Task statement:
Copy out every line of the material below without changing anything.

Records shown:
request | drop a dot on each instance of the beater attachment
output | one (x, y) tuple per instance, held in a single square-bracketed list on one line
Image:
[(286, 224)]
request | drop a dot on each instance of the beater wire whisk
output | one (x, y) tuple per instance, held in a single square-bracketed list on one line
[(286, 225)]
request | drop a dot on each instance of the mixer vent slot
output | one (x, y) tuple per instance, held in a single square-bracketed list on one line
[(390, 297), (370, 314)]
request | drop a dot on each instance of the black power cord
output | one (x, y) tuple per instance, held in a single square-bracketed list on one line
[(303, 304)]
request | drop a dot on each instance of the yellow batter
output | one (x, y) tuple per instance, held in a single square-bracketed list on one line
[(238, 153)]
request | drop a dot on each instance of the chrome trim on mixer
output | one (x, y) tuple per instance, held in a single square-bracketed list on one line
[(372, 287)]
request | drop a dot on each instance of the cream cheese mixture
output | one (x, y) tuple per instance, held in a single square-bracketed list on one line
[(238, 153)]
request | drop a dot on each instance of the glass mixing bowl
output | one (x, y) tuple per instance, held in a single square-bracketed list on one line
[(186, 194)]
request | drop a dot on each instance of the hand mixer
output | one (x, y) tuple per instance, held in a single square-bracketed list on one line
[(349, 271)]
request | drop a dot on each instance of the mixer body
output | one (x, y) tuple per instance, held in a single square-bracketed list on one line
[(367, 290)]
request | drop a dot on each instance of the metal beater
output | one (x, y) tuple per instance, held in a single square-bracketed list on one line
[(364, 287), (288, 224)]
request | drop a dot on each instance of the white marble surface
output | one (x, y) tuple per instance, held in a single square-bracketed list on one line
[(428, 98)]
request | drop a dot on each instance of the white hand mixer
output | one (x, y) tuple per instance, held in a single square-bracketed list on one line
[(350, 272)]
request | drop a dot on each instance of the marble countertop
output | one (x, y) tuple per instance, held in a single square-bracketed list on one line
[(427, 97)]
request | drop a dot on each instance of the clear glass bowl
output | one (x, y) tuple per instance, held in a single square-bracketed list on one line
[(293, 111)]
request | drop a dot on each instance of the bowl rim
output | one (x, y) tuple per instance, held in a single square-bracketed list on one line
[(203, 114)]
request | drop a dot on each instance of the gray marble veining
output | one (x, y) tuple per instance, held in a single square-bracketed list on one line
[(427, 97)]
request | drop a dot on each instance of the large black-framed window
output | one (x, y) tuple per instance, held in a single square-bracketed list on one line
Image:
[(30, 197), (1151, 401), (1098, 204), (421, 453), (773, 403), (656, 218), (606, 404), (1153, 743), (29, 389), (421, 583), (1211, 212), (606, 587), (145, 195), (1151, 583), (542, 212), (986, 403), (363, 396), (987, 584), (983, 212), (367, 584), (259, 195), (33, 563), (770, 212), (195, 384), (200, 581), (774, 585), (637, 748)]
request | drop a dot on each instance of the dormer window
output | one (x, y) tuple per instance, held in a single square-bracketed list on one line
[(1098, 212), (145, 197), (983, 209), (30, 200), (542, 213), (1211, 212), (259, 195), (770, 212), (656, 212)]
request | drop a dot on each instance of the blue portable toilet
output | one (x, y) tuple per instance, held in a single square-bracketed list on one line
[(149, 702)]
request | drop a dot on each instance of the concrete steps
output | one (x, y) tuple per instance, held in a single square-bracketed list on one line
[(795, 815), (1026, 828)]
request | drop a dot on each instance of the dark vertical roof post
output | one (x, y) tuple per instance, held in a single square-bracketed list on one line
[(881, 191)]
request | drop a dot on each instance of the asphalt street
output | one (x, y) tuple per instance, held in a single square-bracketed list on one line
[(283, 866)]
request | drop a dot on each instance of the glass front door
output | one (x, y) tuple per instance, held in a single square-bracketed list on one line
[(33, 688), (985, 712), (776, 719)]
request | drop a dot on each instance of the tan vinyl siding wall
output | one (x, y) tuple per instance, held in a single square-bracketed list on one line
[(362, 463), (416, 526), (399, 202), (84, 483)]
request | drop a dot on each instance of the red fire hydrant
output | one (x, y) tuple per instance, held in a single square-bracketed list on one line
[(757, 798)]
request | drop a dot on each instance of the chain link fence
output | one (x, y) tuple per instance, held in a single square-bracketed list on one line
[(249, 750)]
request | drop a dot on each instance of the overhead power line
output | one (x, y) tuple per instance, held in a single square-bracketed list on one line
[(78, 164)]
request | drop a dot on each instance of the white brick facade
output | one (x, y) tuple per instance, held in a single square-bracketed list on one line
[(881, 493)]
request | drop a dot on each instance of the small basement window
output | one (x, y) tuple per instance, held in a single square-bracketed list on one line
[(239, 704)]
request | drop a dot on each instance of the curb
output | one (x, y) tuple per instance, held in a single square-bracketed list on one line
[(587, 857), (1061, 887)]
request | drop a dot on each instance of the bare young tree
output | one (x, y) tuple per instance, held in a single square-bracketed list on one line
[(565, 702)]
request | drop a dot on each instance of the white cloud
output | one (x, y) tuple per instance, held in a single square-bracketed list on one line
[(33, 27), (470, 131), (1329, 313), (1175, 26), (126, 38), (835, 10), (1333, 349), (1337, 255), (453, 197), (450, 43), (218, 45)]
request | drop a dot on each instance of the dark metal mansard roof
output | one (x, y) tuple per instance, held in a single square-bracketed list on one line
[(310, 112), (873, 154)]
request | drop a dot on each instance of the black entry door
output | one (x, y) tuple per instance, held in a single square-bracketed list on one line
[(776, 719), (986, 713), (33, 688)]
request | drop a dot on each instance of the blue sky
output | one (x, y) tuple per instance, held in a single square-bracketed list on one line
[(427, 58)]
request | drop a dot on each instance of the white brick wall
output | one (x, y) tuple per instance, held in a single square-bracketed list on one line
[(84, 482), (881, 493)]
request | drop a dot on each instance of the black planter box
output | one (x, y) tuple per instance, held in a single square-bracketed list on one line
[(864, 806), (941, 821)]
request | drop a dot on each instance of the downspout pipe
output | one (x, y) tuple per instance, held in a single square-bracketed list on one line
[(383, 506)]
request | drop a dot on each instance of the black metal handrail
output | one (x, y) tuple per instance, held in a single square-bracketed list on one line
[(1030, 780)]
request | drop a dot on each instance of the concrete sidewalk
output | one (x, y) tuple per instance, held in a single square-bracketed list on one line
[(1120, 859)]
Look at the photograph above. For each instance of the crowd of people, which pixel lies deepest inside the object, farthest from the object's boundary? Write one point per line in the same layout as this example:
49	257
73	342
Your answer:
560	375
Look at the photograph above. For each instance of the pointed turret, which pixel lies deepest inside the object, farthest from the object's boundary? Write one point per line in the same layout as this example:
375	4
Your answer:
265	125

Final answer:
request | drop a dot on each instance of the beater attachment
output | one (x, y) tuple per instance, held in a single square-bracketed list on one line
Image:
[(286, 224)]
request | drop a dot on each instance of the beater wire whisk
output | one (x, y) tuple per instance, held in a single square-bracketed list on one line
[(286, 225)]
request | drop a dot on each instance of the mixer vent slot
output | one (x, y) tuple per instance, held in a single square-bracketed list on one line
[(390, 297), (370, 314)]
request | drop a dot on each instance of the black power cord
output | one (x, y) tuple per instance, held in a single square-bracketed list on one line
[(303, 304)]
request | drop a dot on each instance of the yellow batter
output | one (x, y) tuple per instance, held in a single square-bracketed list on one line
[(238, 153)]
request | drop a dot on each instance of the chrome trim on mixer
output | one (x, y) tuple per instance, held in a single square-bracketed list on one line
[(372, 287)]
request | drop a dot on each instance of the cream cheese mixture
output | one (x, y) tuple per instance, held in a single square-bracketed list on one line
[(238, 153)]
request | drop a dot on each instance of the glass mixing bowl
output | one (x, y) tuple per instance, held in a single square-bracketed list on one line
[(186, 194)]
request | drop a dot on each instance of the hand mixer
output | one (x, y) tuple per instance, held in a single square-bracketed list on one line
[(349, 271)]
request | drop a dot on each instance of the mixer body
output | one (x, y) tuple per instance, held in a single square-bracketed list on one line
[(367, 290)]
request | drop a dot on each instance of the metal beater
output | one (x, y) tuple per instance, held in a single square-bracketed list on one line
[(364, 287), (288, 224)]
request | drop a dot on each instance of the white marble surface
output | one (x, y) tuple per instance, held in a single square-bracketed list on one line
[(428, 98)]
request | drop a dot on each instance of the white hand mixer
output | one (x, y) tuple per instance, held in a single square-bracketed list on one line
[(350, 272)]
request | drop a dot on each instance of the marble countertop
output | one (x, y) tuple per instance, held in a single square-bracketed list on one line
[(427, 97)]
request | drop a dot on each instance of the clear glass bowl
output | one (x, y) tuple per instance, held in a single square-bracketed list on one line
[(293, 111)]
request | drop a dot on each instance of the bowl rim
output | one (x, y) tuple per instance, held in a single square-bracketed list on one line
[(203, 114)]
request | drop a dot on each instance of the gray marble veining
output | one (x, y) tuple per instance, held in a single square-bracketed list on one line
[(427, 97)]
request | drop a dot on each instance of the large black-framed window
output | one (x, y) tuple per instance, held in a single square-bracketed list on one line
Image:
[(30, 197), (1151, 401), (1098, 204), (421, 453), (773, 403), (656, 218), (606, 404), (1153, 743), (29, 389), (421, 583), (1211, 212), (606, 587), (145, 195), (1151, 583), (542, 212), (986, 403), (363, 396), (987, 584), (983, 212), (367, 584), (259, 195), (33, 563), (770, 212), (195, 384), (200, 581), (774, 585), (637, 748)]
request | drop a dot on each instance of the dormer window
output | one (x, y) tuple per instance, held in a single square-bracketed list on one line
[(1098, 212), (145, 197), (983, 209), (30, 200), (542, 213), (1211, 212), (259, 195), (770, 212), (656, 212)]
request | drop a dot on each instance of the blue portable toilet
output | one (x, y) tuple per instance, held in a single square-bracketed list on one line
[(149, 702)]
request | drop a dot on each instance of the concrete steps
output | one (x, y) tuple per instance, held in a single square-bracketed list on one line
[(795, 815), (1026, 828)]
request | drop a dot on each instance of the dark vertical roof post
output | one (x, y) tuple per instance, held in a single square-bracketed list on one line
[(881, 191)]
request | drop a dot on each instance of the asphalt street
output | one (x, y) tuple per instance, held in a single square-bracketed list on one line
[(283, 866)]
request | drop a dot on each instance of the glass front door
output | one (x, y) tuple per instance, held in a single square-bracketed list on one line
[(33, 688), (985, 712), (776, 719)]
request | drop a dot on each instance of the tan vinyl siding wall
output | one (x, y) tuple per instance, held in a single square-bracketed list on one line
[(362, 463), (416, 526), (399, 202), (84, 483)]
request | drop a dot on each instance of the red fire hydrant
output | one (x, y) tuple per instance, held in a single square-bracketed list on one line
[(757, 798)]
request | drop a dot on each instance of the chain link fence
output | one (x, y) tuple per instance, held in a single square-bracketed list on one line
[(249, 750)]
request | drop a dot on each instance of the overhead power line
output | one (x, y) tuple per instance, held in a single square-bracketed list on one line
[(78, 164)]
request | drop a dot on each instance of the white brick facade
output | one (x, y) tuple per instance, held in a single square-bracketed list on one line
[(881, 493)]
request | drop a dot on each instance of the small basement window
output | one (x, y) tuple per instance, held in a single square-bracketed list on one line
[(239, 704)]
request | drop a dot on each instance of the curb
output | one (x, y) tuple per instance, held in a single square-bracketed list on one line
[(587, 857), (1061, 887)]
request | drop a dot on each instance of the bare young tree
output | one (x, y) tuple per instance, held in a single square-bracketed list on one line
[(565, 702)]
request | drop a dot on each instance of the white cloud
output | one (x, y) tuple per instance, held in a single square-bracketed list on one line
[(33, 27), (470, 131), (1329, 313), (1175, 26), (126, 38), (835, 10), (1333, 349), (1337, 255), (453, 197), (450, 43), (218, 45)]
request | drop a dot on each instance of the dark metal mansard roof
output | one (x, y) tuple per instance, held in a single square-bracketed list on one line
[(310, 112), (873, 154)]
request | drop a dot on each instance of the black entry door
output | one (x, y) tuple per instance, held in a single square-bracketed list on one line
[(776, 719), (986, 713), (33, 688)]
request | drop a dot on each instance of the blue sky
output | one (x, y) tuple per instance, held in a single square-bracketed list on one line
[(427, 58)]
request | drop a dot on each instance of the white brick wall
output | one (x, y) tuple per instance, held in a single square-bracketed list on one line
[(84, 482), (881, 493)]
request | drop a dot on each instance of the black planter box
output | one (x, y) tuple per instance, held in a single square-bracketed list on one line
[(864, 806), (941, 821)]
request | drop a dot on each instance of the downspout pipe
output | one (x, y) tuple per instance, held in a single square-bracketed list on one line
[(383, 506)]
request | drop a dot on each instance of the black metal handrail
output | one (x, y) tuple per instance, held in a single square-bracketed list on one line
[(1030, 780)]
request | drop a dot on each instance of the concrete sidewalk
output | one (x, y) tuple per instance, held in a single square-bracketed list on one line
[(1120, 859)]
Look at the photograph above. For each instance of the crowd of people, which pixel lies deepest inside the object, farthest from the object's boundary? Write one point per line in the same layout as this example:
49	257
73	342
Your answer:
560	375
Look at the photograph above. For each instance of the pointed turret, which pixel lies deepest inside the object, farthest from the object's boundary? Write one point per line in the same layout as this example:
375	4
Your answer:
265	125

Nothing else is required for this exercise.